***** Text section *****

September Derivatives Settlement as anticipated!


It was anticipated that this month Derivatives Settlement will be around 5000 levels on Nifty, based on the average weighted price of Nifty from previous settlement till the date on which previous report was written on 23rd. Today the Nifty settled at 5015, with see saw movement during this entire week owing to overseas news flow and volatility in currency movement. Tomorrow being the last trading day for the month, quarter and half year, it is to be seen whether Nifty will close above 5000 levels as it closed exactly at 5001 on the last day of august.

Germany's lower house has passed the Euro Stabilization Fund with good majority during market hours by afternoon, which has helped the sentiment in European markets, and this has helped in some short covering in the last 2 hours of trading. The subject will be put up for vote of approval tomorrow at the upper house, and this will send some calmness for overseas markets and currency temporarily. The real issue of debt default crisis which is haunting European countries, cannot be solved with these short term measures, unless the respective governments tighten their fiscal situation, creating environment for moving towards growth, as the global recession is almost certain, with all the data supporting this happening, if not already in place?

Coming to our economy and government action it is very disturbing with falling IIP Numbers, raising Interest Rates and Inflation, the investment climate is disturbed. There is disconnect between high commodity prices, while the recession is gripping global economies. Sudden sharp correction is overdue in Indian bourses, which are holding 4720 level so far during this year, I therefore see that higher volatility will continue till Diwali (26.10.2011) as the advance tax numbers do not suggest better performance by corporates for the quarter ending Sept 30th. There might be some built up in positions anticipating better performance from IT sector, leading in to Infy results in view of the weakening of rupee, and the markets might face downward pressure post the announcement of results and the guidance for the next quarter, which is generally the shortest one, owing to the holidays and also the business outlook from US and Europe in view of the present slow down being experienced there.

***** Material shown *****

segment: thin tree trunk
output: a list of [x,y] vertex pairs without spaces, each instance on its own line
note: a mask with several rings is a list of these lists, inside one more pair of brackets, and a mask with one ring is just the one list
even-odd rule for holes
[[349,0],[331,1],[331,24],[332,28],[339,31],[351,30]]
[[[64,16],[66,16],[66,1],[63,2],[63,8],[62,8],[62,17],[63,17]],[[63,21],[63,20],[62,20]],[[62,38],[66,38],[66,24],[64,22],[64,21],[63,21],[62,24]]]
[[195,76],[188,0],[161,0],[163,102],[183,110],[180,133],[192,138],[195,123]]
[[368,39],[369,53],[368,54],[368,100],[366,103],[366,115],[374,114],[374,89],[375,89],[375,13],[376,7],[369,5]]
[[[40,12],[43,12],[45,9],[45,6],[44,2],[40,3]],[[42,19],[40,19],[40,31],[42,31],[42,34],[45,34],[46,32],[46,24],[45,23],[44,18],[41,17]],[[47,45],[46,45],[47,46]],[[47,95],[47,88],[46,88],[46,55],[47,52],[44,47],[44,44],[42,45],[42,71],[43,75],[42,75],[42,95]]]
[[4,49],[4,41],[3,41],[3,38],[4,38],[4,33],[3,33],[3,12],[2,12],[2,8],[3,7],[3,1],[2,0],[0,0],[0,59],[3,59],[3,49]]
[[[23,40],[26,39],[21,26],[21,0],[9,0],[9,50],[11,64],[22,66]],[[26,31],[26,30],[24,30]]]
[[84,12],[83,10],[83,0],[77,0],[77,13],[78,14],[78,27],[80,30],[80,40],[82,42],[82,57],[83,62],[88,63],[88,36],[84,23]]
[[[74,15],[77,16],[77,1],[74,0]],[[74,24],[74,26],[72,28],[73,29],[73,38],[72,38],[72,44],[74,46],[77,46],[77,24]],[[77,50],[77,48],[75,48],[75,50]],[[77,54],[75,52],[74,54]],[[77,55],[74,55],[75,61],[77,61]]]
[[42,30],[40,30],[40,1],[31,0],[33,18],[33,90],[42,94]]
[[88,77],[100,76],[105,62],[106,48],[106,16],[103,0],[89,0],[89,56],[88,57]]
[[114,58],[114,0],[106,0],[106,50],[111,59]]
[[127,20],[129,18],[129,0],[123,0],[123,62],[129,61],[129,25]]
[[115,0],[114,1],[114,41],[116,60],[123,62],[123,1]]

*****
***** Material shown *****

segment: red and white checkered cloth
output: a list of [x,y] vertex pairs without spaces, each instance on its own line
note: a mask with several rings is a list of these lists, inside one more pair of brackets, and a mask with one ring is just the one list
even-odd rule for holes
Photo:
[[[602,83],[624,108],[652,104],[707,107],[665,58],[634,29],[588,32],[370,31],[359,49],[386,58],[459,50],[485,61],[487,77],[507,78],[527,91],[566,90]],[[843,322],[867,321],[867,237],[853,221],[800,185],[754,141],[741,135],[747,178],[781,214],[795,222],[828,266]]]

*****
***** Material shown *****

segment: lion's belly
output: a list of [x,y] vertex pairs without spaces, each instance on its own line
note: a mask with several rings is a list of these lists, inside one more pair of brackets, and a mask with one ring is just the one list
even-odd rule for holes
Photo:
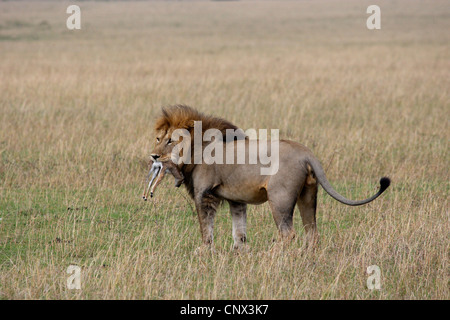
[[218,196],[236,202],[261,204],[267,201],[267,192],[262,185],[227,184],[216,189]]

*****

Exercises ::
(A) Translate this sentence from the market commentary into Spanish: "Today the Nifty settled at 5015, with see saw movement during this entire week owing to overseas news flow and volatility in currency movement."
(B) Quote the market commentary word for word, starting with "September Derivatives Settlement" and going on through "day of august.".
(C) According to the market commentary, tomorrow is the last trading day for which periods? List all of them.
Rely only on the market commentary.

Solutions to the exercise ::
(A) Hoy el Nifty cerró en 5015, con un movimiento de vaivén durante toda esta semana debido al flujo de noticias del exterior y a la volatilidad en el movimiento de las divisas.

(B)
September Derivatives Settlement as anticipated!


It was anticipated that this month Derivatives Settlement will be around 5000 levels on Nifty, based on the average weighted price of Nifty from previous settlement till the date on which previous report was written on 23rd. Today the Nifty settled at 5015, with see saw movement during this entire week owing to overseas news flow and volatility in currency movement. Tomorrow being the last trading day for the month, quarter and half year, it is to be seen whether Nifty will close above 5000 levels as it closed exactly at 5001 on the last day of august.

(C) The month, the quarter, and the half year.